Malaria kills 1.2 million people each year, according to new research and published in the British medical journal the Lancet in February 2012. This is more than twice as many deaths as reported by the World Malaria Report published in 2011.
This research conducted by the Institute of Health Metrics and Evaluation also found that while many believe most malaria deaths occur in children under age 5, 42% of all malaria deaths occur in older children and adults. Malaria is caused by a parasite passed to humans through mosquito bites. The parasites then travel through the bloodstream to the liver and infect red blood cells. If left untreated, complications can include kidney failure, liver failure, meningitis and, ultimately, death.
According to WHO, 81% – 174 million out of 216 million cases of malaria world wide – occurred in Africa. Moreover, malaria is the cause of 1 in 5 childhood deaths in Africa. Jeffery Sachs, the world’s foremost scholar of sustainable development and Director of Columbia University’s Earth Institute, has shown that global distribution of per-capita gross domestic product has a striking correlation with malaria and poverty. In a paper published in the journal Nature in 2002, Sachs concluded that where malaria prospers, human societies have prospered the least.
The direct impact of malaria on household income and nutrition in Africa has been demonstrated. For instance, in Ivory Coast, farmers suffering from malaria for more than two days out of a growing season had 47% lower yields and 53% lower revenues than their neighbors who missed no more than two days.
Scientists have shown that malaria may be accelerating the spread of HIV in areas of sub-Saharan Africa where there is a substantial overlap between the two diseases. The viral load of a HIV-infected person increases ten-fold during an attack of malaria. This is because the immune system's response to the malarial parasite produces proteins called cytokines, which have the perverse effect of encouraging HIV to replicate. This is according to a study published in Science in 2006 by Laith Abu-Raddad of the University of Washington, in Seattle, and his colleagues.

━━━━━━━━

TASKS TO CARRY OUT:
[1] In the malaria text, what share of all malaria deaths occur in older children and adults?
[2] Repeat word for word the passage of the malaria text that begins with "This research conducted" and ends with "and, ultimately, death.".
The lines after the malaria text come from a different source.

STORED DATA:
━━━━━━━━

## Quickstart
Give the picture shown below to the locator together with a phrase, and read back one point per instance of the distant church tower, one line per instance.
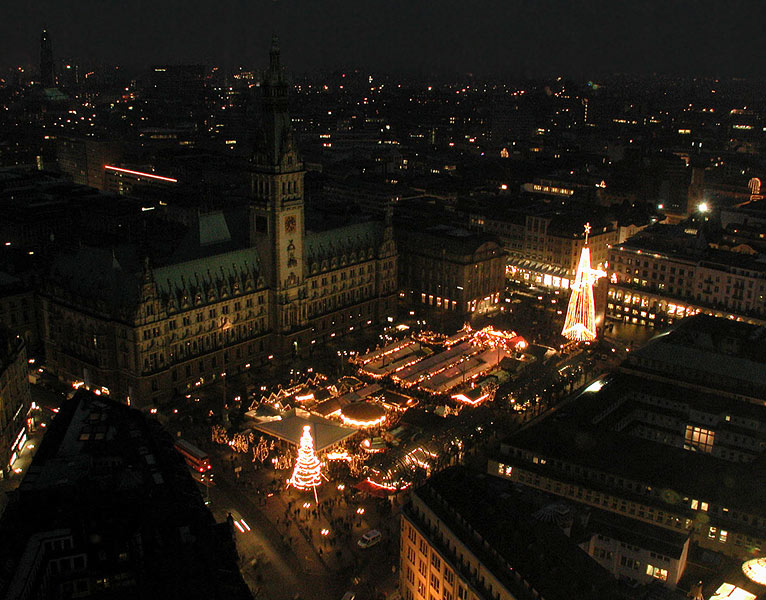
(277, 225)
(47, 74)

━━━━━━━━

EXERCISE RESULTS:
[1] 42% of all malaria deaths occur in older children and adults.

[2]
This research conducted by the Institute of Health Metrics and Evaluation also found that while many believe most malaria deaths occur in children under age 5, 42% of all malaria deaths occur in older children and adults. Malaria is caused by a parasite passed to humans through mosquito bites. The parasites then travel through the bloodstream to the liver and infect red blood cells. If left untreated, complications can include kidney failure, liver failure, meningitis and, ultimately, death.